TASK INPUT
================================

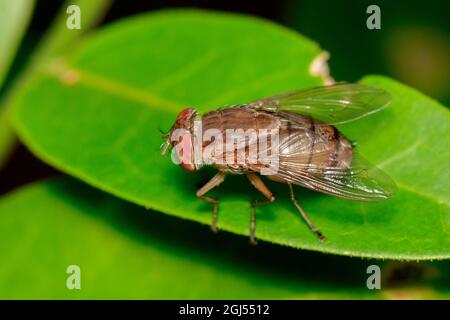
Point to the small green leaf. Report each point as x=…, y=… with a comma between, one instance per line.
x=14, y=17
x=125, y=252
x=97, y=119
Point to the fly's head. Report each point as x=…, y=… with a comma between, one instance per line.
x=180, y=137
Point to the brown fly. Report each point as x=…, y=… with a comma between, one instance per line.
x=290, y=138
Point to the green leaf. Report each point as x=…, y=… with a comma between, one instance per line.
x=97, y=119
x=125, y=252
x=57, y=41
x=14, y=17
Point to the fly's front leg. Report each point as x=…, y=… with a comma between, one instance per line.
x=258, y=184
x=214, y=182
x=311, y=226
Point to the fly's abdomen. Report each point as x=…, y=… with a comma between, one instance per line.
x=308, y=144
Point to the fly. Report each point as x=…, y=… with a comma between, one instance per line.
x=290, y=138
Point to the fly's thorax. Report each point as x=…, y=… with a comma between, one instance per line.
x=237, y=139
x=182, y=139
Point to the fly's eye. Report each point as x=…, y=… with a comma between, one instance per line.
x=186, y=113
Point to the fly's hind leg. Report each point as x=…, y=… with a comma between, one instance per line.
x=258, y=184
x=214, y=182
x=305, y=217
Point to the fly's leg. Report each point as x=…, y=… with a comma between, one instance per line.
x=214, y=182
x=305, y=216
x=261, y=187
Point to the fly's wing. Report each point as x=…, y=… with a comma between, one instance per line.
x=334, y=104
x=311, y=160
x=359, y=181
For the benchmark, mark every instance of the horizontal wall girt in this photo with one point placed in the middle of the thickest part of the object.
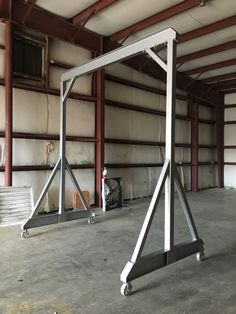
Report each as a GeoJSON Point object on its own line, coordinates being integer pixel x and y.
{"type": "Point", "coordinates": [50, 137]}
{"type": "Point", "coordinates": [45, 167]}
{"type": "Point", "coordinates": [212, 66]}
{"type": "Point", "coordinates": [218, 78]}
{"type": "Point", "coordinates": [224, 83]}
{"type": "Point", "coordinates": [147, 88]}
{"type": "Point", "coordinates": [207, 52]}
{"type": "Point", "coordinates": [230, 21]}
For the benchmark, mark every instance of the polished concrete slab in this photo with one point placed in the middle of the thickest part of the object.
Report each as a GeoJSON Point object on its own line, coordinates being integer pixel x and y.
{"type": "Point", "coordinates": [75, 267]}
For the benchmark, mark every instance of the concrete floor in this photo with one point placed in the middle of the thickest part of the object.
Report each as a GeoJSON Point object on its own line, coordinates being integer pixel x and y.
{"type": "Point", "coordinates": [75, 267]}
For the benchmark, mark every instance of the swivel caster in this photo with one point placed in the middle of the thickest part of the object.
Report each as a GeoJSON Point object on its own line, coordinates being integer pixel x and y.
{"type": "Point", "coordinates": [126, 289]}
{"type": "Point", "coordinates": [25, 234]}
{"type": "Point", "coordinates": [200, 256]}
{"type": "Point", "coordinates": [91, 221]}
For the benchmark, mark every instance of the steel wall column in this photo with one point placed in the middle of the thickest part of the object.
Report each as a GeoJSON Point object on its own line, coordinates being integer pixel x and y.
{"type": "Point", "coordinates": [8, 103]}
{"type": "Point", "coordinates": [170, 144]}
{"type": "Point", "coordinates": [194, 146]}
{"type": "Point", "coordinates": [220, 141]}
{"type": "Point", "coordinates": [99, 134]}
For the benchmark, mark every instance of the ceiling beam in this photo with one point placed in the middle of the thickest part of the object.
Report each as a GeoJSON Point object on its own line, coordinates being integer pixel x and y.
{"type": "Point", "coordinates": [223, 88]}
{"type": "Point", "coordinates": [206, 52]}
{"type": "Point", "coordinates": [210, 67]}
{"type": "Point", "coordinates": [224, 83]}
{"type": "Point", "coordinates": [154, 19]}
{"type": "Point", "coordinates": [219, 77]}
{"type": "Point", "coordinates": [148, 66]}
{"type": "Point", "coordinates": [230, 21]}
{"type": "Point", "coordinates": [50, 24]}
{"type": "Point", "coordinates": [230, 91]}
{"type": "Point", "coordinates": [31, 4]}
{"type": "Point", "coordinates": [90, 11]}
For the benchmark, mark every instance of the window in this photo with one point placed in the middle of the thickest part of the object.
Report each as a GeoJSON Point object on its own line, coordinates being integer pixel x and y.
{"type": "Point", "coordinates": [29, 55]}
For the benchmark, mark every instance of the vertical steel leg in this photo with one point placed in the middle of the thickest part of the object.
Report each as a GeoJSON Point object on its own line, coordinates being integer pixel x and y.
{"type": "Point", "coordinates": [170, 145]}
{"type": "Point", "coordinates": [62, 147]}
{"type": "Point", "coordinates": [73, 179]}
{"type": "Point", "coordinates": [185, 206]}
{"type": "Point", "coordinates": [150, 213]}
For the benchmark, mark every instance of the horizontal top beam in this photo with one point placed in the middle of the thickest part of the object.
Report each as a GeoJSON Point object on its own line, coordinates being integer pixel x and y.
{"type": "Point", "coordinates": [50, 24]}
{"type": "Point", "coordinates": [120, 54]}
{"type": "Point", "coordinates": [90, 11]}
{"type": "Point", "coordinates": [156, 18]}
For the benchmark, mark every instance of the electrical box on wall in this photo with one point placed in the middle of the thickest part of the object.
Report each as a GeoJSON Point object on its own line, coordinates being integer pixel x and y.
{"type": "Point", "coordinates": [112, 193]}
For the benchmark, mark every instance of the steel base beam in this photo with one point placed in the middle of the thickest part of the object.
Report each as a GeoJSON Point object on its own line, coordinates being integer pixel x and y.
{"type": "Point", "coordinates": [50, 219]}
{"type": "Point", "coordinates": [159, 259]}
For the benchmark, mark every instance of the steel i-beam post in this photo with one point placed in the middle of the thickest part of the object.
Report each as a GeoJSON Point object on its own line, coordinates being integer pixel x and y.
{"type": "Point", "coordinates": [8, 102]}
{"type": "Point", "coordinates": [170, 145]}
{"type": "Point", "coordinates": [62, 148]}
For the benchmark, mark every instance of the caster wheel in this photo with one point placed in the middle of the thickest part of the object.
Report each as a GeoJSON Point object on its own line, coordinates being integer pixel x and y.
{"type": "Point", "coordinates": [25, 234]}
{"type": "Point", "coordinates": [126, 289]}
{"type": "Point", "coordinates": [200, 256]}
{"type": "Point", "coordinates": [91, 221]}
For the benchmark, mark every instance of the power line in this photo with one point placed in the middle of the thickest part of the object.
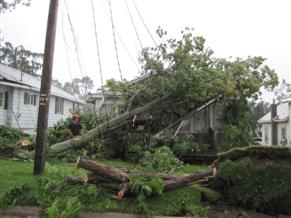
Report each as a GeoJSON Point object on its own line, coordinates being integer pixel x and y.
{"type": "Point", "coordinates": [139, 14]}
{"type": "Point", "coordinates": [133, 24]}
{"type": "Point", "coordinates": [76, 46]}
{"type": "Point", "coordinates": [99, 59]}
{"type": "Point", "coordinates": [114, 38]}
{"type": "Point", "coordinates": [121, 40]}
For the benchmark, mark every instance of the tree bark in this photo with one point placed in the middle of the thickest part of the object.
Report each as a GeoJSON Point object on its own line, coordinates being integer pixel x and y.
{"type": "Point", "coordinates": [187, 180]}
{"type": "Point", "coordinates": [63, 146]}
{"type": "Point", "coordinates": [103, 170]}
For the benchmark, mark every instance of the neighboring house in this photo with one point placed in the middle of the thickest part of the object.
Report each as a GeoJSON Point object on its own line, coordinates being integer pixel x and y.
{"type": "Point", "coordinates": [107, 101]}
{"type": "Point", "coordinates": [204, 122]}
{"type": "Point", "coordinates": [19, 97]}
{"type": "Point", "coordinates": [276, 125]}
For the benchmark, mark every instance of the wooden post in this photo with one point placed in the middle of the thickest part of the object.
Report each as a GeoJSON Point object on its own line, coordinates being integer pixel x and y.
{"type": "Point", "coordinates": [44, 100]}
{"type": "Point", "coordinates": [274, 126]}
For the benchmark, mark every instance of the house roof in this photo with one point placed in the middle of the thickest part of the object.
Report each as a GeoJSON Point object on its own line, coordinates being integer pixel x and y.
{"type": "Point", "coordinates": [107, 93]}
{"type": "Point", "coordinates": [282, 114]}
{"type": "Point", "coordinates": [12, 77]}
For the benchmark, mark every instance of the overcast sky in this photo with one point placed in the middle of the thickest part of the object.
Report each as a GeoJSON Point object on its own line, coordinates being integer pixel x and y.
{"type": "Point", "coordinates": [236, 28]}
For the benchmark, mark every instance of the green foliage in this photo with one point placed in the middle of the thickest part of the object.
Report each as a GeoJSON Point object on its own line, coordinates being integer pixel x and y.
{"type": "Point", "coordinates": [237, 131]}
{"type": "Point", "coordinates": [202, 212]}
{"type": "Point", "coordinates": [254, 187]}
{"type": "Point", "coordinates": [18, 195]}
{"type": "Point", "coordinates": [187, 145]}
{"type": "Point", "coordinates": [64, 207]}
{"type": "Point", "coordinates": [51, 191]}
{"type": "Point", "coordinates": [160, 159]}
{"type": "Point", "coordinates": [136, 152]}
{"type": "Point", "coordinates": [59, 132]}
{"type": "Point", "coordinates": [141, 186]}
{"type": "Point", "coordinates": [10, 140]}
{"type": "Point", "coordinates": [20, 58]}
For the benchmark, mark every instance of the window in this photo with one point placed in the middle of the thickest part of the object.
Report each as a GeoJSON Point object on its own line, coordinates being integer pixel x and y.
{"type": "Point", "coordinates": [4, 100]}
{"type": "Point", "coordinates": [59, 106]}
{"type": "Point", "coordinates": [29, 99]}
{"type": "Point", "coordinates": [283, 133]}
{"type": "Point", "coordinates": [266, 135]}
{"type": "Point", "coordinates": [75, 106]}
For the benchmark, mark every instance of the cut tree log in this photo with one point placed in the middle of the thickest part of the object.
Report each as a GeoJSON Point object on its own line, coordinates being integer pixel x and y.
{"type": "Point", "coordinates": [187, 180]}
{"type": "Point", "coordinates": [115, 180]}
{"type": "Point", "coordinates": [103, 170]}
{"type": "Point", "coordinates": [102, 128]}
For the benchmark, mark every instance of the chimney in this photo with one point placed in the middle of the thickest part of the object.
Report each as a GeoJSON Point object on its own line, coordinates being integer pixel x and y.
{"type": "Point", "coordinates": [274, 128]}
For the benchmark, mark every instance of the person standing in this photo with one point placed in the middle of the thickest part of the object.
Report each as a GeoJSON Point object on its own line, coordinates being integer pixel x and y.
{"type": "Point", "coordinates": [75, 126]}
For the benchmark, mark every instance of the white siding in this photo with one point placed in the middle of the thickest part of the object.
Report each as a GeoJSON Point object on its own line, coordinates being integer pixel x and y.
{"type": "Point", "coordinates": [266, 133]}
{"type": "Point", "coordinates": [53, 117]}
{"type": "Point", "coordinates": [289, 125]}
{"type": "Point", "coordinates": [280, 126]}
{"type": "Point", "coordinates": [25, 116]}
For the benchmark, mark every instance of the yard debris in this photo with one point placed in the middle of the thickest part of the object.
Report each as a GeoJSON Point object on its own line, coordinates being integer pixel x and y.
{"type": "Point", "coordinates": [117, 181]}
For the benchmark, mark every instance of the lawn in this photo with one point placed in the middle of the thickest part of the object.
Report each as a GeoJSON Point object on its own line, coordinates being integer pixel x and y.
{"type": "Point", "coordinates": [52, 187]}
{"type": "Point", "coordinates": [14, 173]}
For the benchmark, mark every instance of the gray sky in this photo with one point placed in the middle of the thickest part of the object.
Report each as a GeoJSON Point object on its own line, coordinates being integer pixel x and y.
{"type": "Point", "coordinates": [236, 28]}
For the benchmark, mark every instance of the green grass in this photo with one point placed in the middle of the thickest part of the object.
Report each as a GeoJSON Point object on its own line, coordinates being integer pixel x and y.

================================

Copy out the data verbatim, starting with the line that contains "For the benchmark, mark every instance of the gray" and continuing through the last line of the data, both included.

RIGHT ANSWER
For the benchmark, mark every instance of the gray sky in this photo with one point placed in the middle of the thickest part of the object.
Report each as a GeoJSON Point object on its own line, coordinates being integer pixel x and y.
{"type": "Point", "coordinates": [236, 28]}
For the benchmark, mark every instance of the green grass in this photo with one point placed in the middle of the thickest part of the object.
Report each as a GeoJSON Point object on its own line, coordinates being integer pixel x and y.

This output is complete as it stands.